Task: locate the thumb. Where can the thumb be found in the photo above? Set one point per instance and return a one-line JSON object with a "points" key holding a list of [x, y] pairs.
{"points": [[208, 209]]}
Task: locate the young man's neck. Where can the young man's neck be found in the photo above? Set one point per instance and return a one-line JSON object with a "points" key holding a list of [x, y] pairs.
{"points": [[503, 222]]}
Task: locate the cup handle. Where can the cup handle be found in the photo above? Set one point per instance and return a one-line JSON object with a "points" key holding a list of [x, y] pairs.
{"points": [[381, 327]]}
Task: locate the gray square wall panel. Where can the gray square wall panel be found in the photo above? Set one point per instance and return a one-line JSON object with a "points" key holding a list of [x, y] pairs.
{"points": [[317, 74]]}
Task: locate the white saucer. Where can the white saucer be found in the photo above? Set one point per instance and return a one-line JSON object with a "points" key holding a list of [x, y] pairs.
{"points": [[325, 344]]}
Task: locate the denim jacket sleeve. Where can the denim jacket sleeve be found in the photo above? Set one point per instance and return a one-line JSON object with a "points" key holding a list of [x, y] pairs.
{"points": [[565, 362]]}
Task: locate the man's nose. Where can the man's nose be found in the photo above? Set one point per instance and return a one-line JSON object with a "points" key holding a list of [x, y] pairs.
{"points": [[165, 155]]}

**EXERCISE GOAL:** Restate the entries above word for word.

**TASK RESULT:**
Task: locate the thumb. Where can the thumb be found in the photo above? Set one point per instance and return a one-line JSON object with a "points" key holding a list of [x, y] pairs.
{"points": [[208, 209]]}
Task: locate the young man's neck. Where can the young man's neck be found in the photo above? Set one point per instance and return a one-line JSON object with a "points" key holding a list of [x, y] pairs.
{"points": [[503, 222]]}
Task: locate the cup handle. Where can the cup handle be found in the photo above? Set one point per instance and return a one-line JSON object with a "points" key holding a list of [x, y] pairs.
{"points": [[381, 327]]}
Task: locate the gray square wall panel. Where can the gray square wall panel be found in the photo above? Set one point per instance and return a one-line JSON object with a "points" key holding a list of [x, y] pairs.
{"points": [[317, 74]]}
Task: locate the white saucer. Where can the white saucer be found in the photo above? Set one point per instance and return a one-line JSON object with a "points" key holding a list of [x, y] pairs.
{"points": [[325, 344]]}
Task: locate the denim jacket sleeve. Where can the denim jacket sleeve be found in the photo above? Set one point per instance and return a one-line JSON object with a "points" key holding a list of [x, y] pairs.
{"points": [[565, 362]]}
Task: locate the man's nose. Where can the man's nose be found in the photo above? Set one point per instance and return a one-line JSON object with a "points" key holding a list of [x, y] pairs.
{"points": [[165, 155]]}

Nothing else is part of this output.